Selected passage:
-.-.-

# Moving to USA HELP!!!



## deoduce (Jun 23, 2014)

Hey everyone,

Im looking to move to the US soon. I work in timber flooring and will be looking to be in the same field. I would have my own tools and will get myself some work whilst there. 

I currently live in Melbourne and there is a fair bit of work here and was hoping i could find a city that would have same amount of opportunities. Has anyone had any experience within the home renovation industry in the states ? Could you give me some advice on whether or not it is a good idea to go to the states and would i be able to find some work to keep me surviving for a few months.

Places with many apartments is not that good because the homes would be small which means no money, so i would be looking for customers who are replaing their carpet etc.

Also living expenses, what it would cost me a monthly basis..

Any help would be very much appreciated.


----------



## Bevdeforges (Nov 16, 2007)

-.-.-

Instructions:
1. Reproduce the forum post about moving to the US word for word, starting with "# Moving to" and going on through "a few months.".
2. In the forum post about moving to the US, what city does the poster currently live in?

Dataset excerpt:
-.-.-

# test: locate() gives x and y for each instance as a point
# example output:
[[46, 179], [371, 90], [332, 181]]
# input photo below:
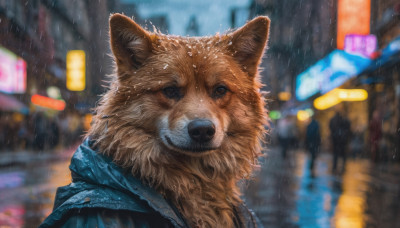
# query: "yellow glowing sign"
[[76, 79], [353, 18], [336, 96]]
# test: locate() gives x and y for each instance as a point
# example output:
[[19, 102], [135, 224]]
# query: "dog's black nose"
[[201, 130]]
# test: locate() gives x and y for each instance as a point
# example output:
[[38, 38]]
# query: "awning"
[[10, 103]]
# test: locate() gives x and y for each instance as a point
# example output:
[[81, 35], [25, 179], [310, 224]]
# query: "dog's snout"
[[201, 130]]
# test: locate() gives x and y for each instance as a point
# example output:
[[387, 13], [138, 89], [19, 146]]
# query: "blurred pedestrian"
[[285, 130], [340, 134], [313, 141], [40, 130], [375, 135]]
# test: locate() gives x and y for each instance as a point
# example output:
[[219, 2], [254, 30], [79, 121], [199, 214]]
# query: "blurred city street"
[[283, 193], [330, 77]]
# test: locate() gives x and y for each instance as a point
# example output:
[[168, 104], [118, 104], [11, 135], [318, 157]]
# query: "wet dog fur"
[[163, 83]]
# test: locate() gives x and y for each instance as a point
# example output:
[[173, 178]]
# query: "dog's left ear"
[[248, 44], [130, 43]]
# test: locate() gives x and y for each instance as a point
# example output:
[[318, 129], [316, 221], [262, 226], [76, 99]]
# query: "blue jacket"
[[104, 195]]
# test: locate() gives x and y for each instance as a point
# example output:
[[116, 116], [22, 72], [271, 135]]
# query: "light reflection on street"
[[351, 203], [27, 195], [285, 194]]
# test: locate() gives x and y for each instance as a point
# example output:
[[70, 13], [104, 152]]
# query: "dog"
[[185, 115]]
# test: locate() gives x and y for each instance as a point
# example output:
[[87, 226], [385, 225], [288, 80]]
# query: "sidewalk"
[[23, 157]]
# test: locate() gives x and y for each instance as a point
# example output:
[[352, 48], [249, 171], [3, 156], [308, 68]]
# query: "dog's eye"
[[220, 91], [172, 92]]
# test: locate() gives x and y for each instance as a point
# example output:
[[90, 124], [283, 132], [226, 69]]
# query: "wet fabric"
[[104, 195]]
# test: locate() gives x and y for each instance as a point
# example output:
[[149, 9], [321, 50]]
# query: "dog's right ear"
[[130, 43]]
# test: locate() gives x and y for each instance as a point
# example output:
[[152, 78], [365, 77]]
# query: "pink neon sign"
[[360, 44]]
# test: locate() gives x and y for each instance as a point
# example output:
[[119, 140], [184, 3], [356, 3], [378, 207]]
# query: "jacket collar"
[[95, 168]]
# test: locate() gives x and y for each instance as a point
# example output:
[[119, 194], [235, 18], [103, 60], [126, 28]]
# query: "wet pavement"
[[27, 191], [283, 193], [286, 194]]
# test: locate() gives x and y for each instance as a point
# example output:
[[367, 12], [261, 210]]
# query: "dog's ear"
[[130, 43], [248, 44]]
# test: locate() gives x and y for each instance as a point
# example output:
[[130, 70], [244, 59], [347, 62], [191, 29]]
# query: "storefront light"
[[284, 96], [303, 115], [336, 96], [352, 94], [47, 102], [275, 115]]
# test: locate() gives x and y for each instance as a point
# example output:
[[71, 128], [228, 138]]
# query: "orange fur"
[[202, 185]]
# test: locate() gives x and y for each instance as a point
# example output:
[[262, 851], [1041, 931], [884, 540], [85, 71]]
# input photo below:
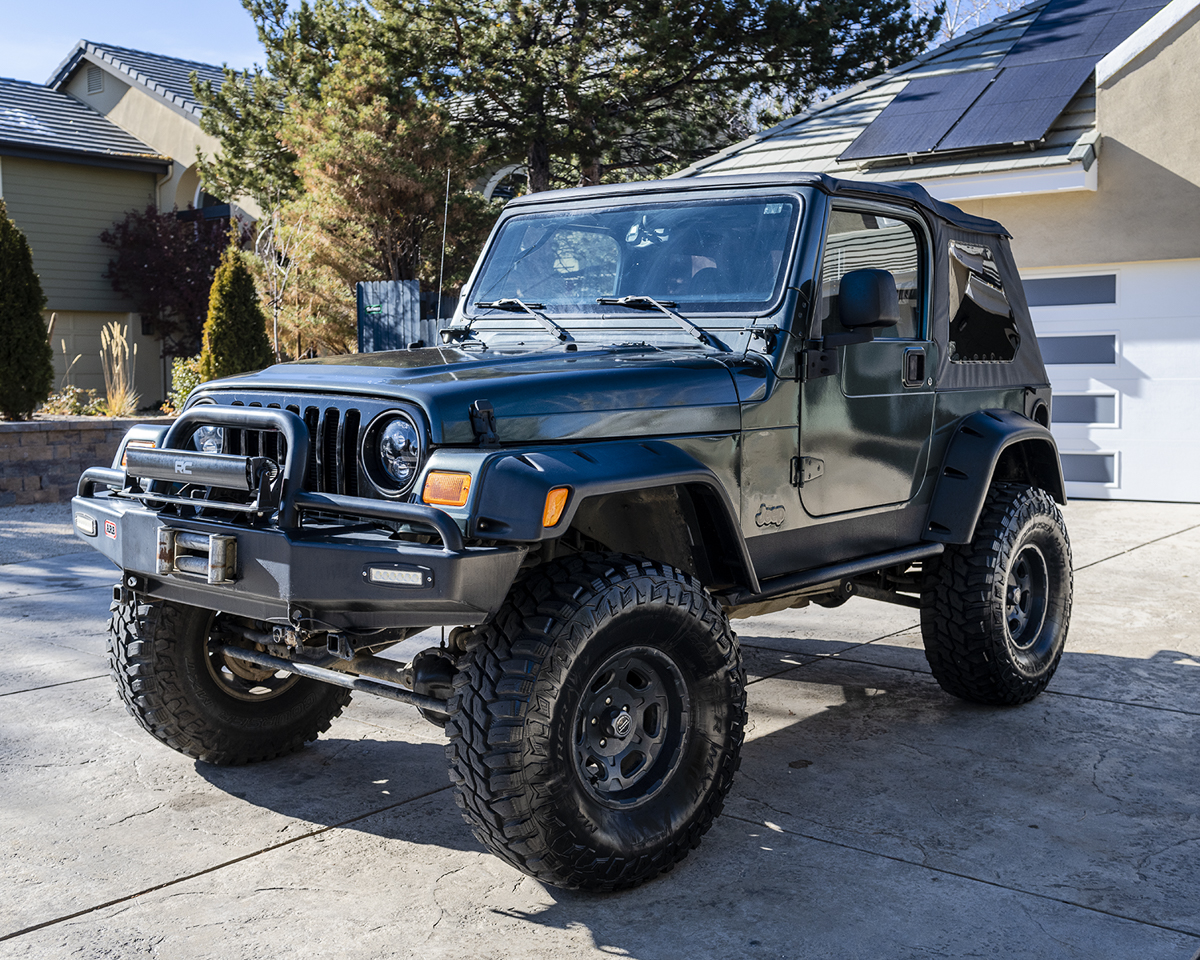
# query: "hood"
[[553, 395]]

-.-.-

Expected results:
1.
# Moving to USA HELP!!!



## deoduce (Jun 23, 2014)

Hey everyone,

Im looking to move to the US soon. I work in timber flooring and will be looking to be in the same field. I would have my own tools and will get myself some work whilst there. 

I currently live in Melbourne and there is a fair bit of work here and was hoping i could find a city that would have same amount of opportunities. Has anyone had any experience within the home renovation industry in the states ? Could you give me some advice on whether or not it is a good idea to go to the states and would i be able to find some work to keep me surviving for a few months.

2. Melbourne